Document segment:

0

Hello I'm trying to use the abline to make a line in my scatterplot, I've tried a few different methods, but I'm not too sure what I'm doing wrong! (Fairly new to R)

enter image description here

edit: The code that I have also tried

plot(data$GRE.Score, data$Chance.of.Admit, main = "Regression Line plot", 
     xlab = "Chance of Admit", ylab = "GRE Score", 
     pch = 19, frame = FALSE)

abline(lm(GRE.Score ~ Chance.of.Admit, data = data), col = "red")
Phil
  • 7,287
  • 3
  • 36
  • 66
IJA
  • 35
  • 8
  • http://www.sthda.com/english/wiki/scatter-plots-r-base-graphs – DPH Apr 14 '21 at 00:15
  • I've tried it from that same page as well, however, I get: Error in int_abline(a = a, b = b, h = h, v = v, untf = untf, ...) : plot.new has not been called yet – IJA Apr 14 '21 at 00:19

1 Answers1

0

I hope this small examples guides you the way:

# dummy data
df <- data.frame(x = 1:100, y = rpois(100, lambda = 4))

# plot
plot(df$x, df$y, main = "Main title",
     xlab = "X axis title", ylab = "Y axis title",
     pch = 19, frame = FALSE)

# linear regression line (can only be called AFTER the plot call)
abline(lm(y ~ x, data = df), col = "blue")
# vertical line that cuts X at 10
abline(v = 10, col = "red")
# horizontal line that cuts Y at 10
abline(h = 10, col = "green")

With the kaggle data:

df <- read.csv("C:/.../Admission_Predict.csv")
# plot
plot(df$GRE.Score, df$Chance.of.Admit, main = "Main title",
     xlab = "X axis title", ylab= "Y axis title",
     pch = 19, frame = FALSE)
abline(lm(Chance.of.Admit ~ GRE.Score, data = df), col = "red")

Task statement: Translate this sentence from the R regression-line thread into Spanish: "Hello I'm trying to use the abline to make a line in my scatterplot, I've tried a few different methods, but I'm not too sure what I'm doing wrong!"

Entries provided:
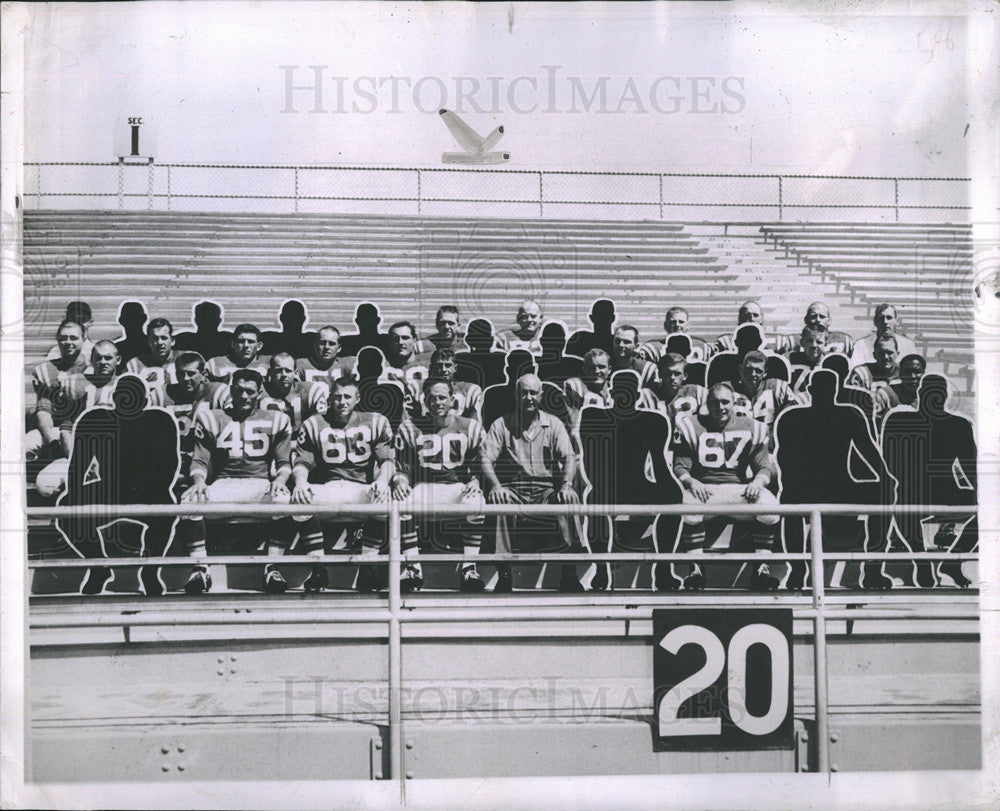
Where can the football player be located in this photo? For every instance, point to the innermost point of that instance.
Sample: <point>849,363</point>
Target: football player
<point>235,451</point>
<point>675,322</point>
<point>324,362</point>
<point>468,397</point>
<point>527,334</point>
<point>670,395</point>
<point>758,396</point>
<point>244,353</point>
<point>48,379</point>
<point>886,326</point>
<point>818,317</point>
<point>283,391</point>
<point>156,364</point>
<point>437,462</point>
<point>344,456</point>
<point>623,355</point>
<point>723,458</point>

Task result: Hola, estoy intentando usar abline para trazar una línea en mi diagrama de dispersión; he probado algunos métodos distintos, ¡pero no sé muy bien qué estoy haciendo mal!